YOUR TASK.
Retype everything in the listing, leaving each line exactly as it is.

(A block of data)
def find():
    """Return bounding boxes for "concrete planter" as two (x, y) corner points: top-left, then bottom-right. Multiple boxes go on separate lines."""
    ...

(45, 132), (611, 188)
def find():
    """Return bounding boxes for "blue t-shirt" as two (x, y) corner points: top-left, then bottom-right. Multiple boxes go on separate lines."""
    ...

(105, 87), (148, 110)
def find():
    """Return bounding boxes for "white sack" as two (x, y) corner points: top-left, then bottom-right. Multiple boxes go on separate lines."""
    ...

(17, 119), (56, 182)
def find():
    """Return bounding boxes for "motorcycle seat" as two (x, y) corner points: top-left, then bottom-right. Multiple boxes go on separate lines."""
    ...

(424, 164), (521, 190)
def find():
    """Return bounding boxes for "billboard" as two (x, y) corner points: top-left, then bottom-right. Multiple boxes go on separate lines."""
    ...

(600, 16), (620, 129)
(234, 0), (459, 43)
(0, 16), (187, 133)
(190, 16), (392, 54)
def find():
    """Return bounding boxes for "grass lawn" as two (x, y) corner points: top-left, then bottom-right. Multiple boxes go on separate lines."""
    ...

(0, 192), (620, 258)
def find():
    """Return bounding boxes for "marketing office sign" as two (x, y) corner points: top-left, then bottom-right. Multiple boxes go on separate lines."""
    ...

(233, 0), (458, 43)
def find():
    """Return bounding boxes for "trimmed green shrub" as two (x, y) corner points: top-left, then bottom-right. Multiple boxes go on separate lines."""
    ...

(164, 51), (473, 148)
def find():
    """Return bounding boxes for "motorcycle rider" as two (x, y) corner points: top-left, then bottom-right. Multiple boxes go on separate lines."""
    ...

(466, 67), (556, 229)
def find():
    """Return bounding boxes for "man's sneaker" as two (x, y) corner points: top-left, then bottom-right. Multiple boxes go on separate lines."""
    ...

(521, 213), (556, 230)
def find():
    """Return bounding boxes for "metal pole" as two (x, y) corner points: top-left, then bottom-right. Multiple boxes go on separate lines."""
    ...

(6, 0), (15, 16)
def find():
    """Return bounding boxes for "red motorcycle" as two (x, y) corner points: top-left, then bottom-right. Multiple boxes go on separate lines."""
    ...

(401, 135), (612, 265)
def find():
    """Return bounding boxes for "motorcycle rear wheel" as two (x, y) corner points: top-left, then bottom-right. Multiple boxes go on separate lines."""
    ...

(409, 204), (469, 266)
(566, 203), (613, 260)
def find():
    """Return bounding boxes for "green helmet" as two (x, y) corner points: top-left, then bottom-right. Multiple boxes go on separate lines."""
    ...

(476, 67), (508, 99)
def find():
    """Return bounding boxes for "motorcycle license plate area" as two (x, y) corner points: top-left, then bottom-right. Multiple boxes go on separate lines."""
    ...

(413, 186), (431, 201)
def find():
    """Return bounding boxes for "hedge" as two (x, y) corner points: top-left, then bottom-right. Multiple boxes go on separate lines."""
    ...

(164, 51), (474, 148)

RESULT.
def find():
    """Return bounding boxes for "concrete planter" as two (x, y) corner points: top-left, then bottom-right. Multiple boxes go on separate lines."""
    ...

(45, 132), (611, 188)
def find():
    """Return bounding boxes for "blue t-shirt" as two (x, y) corner points: top-left, then bottom-right. Multiple boxes go on separate lines."""
    ...

(105, 87), (148, 110)
def find():
    """Return bounding boxes for "white sack" as two (x, y) corner points: top-left, then bottom-right. Multiple boxes go on separate lines."""
    ...

(17, 119), (56, 182)
def find():
    """Return bounding boxes for "motorcycle seat" as two (x, y) corner points: top-left, then bottom-right. Multiple boxes go on separate lines."""
    ...

(424, 164), (521, 190)
def find():
    """Return bounding boxes for "billboard" as two (x, y) corner points: top-left, then bottom-right. Multiple boxes go on separate lines."""
    ...

(600, 16), (620, 129)
(234, 0), (459, 43)
(0, 16), (187, 133)
(190, 16), (392, 54)
def find():
    """Return bounding boxes for "grass lawn" as two (x, y) corner points: top-left, then bottom-right. Multiple boxes go on separate lines."""
    ...

(0, 192), (620, 258)
def find():
    """Return bounding boxes for "marketing office sign" as two (x, y) corner points: top-left, then bottom-right. Multiple boxes go on separate lines."""
    ...

(233, 0), (458, 43)
def find():
    """Return bounding boxes for "trimmed green shrub" as two (x, y) corner points: top-left, then bottom-right. Multiple boxes go on separate lines."""
    ...

(164, 51), (473, 148)
def find():
    """Return bounding boxes for "motorcycle rider" as two (x, y) corner points: top-left, then bottom-right. Multiple boxes go on separate lines."""
    ...

(466, 67), (556, 229)
def find():
    """Return bounding boxes for "man's sneaker" as two (x, y) corner points: top-left, then bottom-right. Multiple boxes go on separate lines."""
    ...

(521, 213), (556, 230)
def find():
    """Return bounding boxes for "metal pole" as two (x, y) corner points: top-left, then bottom-right. Multiple boxes go on separate lines."""
    ...

(6, 0), (15, 16)
def find():
    """Return bounding boxes for "red motorcycle" as two (x, y) corner points: top-left, then bottom-right. Multiple boxes go on separate lines."""
    ...

(401, 135), (612, 265)
def find():
    """Return bounding boxes for "motorcycle rear wheel" as two (x, y) corner points: top-left, then bottom-right. Multiple boxes go on separate lines."""
    ...

(409, 204), (469, 266)
(566, 203), (613, 260)
def find():
    """Return bounding boxes for "green helmet" as two (x, y) corner points: top-left, then bottom-right. Multiple boxes go on separate lines."""
    ...

(476, 67), (508, 99)
def find():
    """Return bounding boxes for "motorcycle license plate area" as two (x, y) corner points: top-left, then bottom-right. Multiple boxes go on separate lines."""
    ...

(413, 186), (431, 201)
def find():
    """Return bounding boxes for "hedge" as two (x, y) corner points: top-left, then bottom-right. Multiple boxes go on separate lines."""
    ...

(164, 51), (474, 148)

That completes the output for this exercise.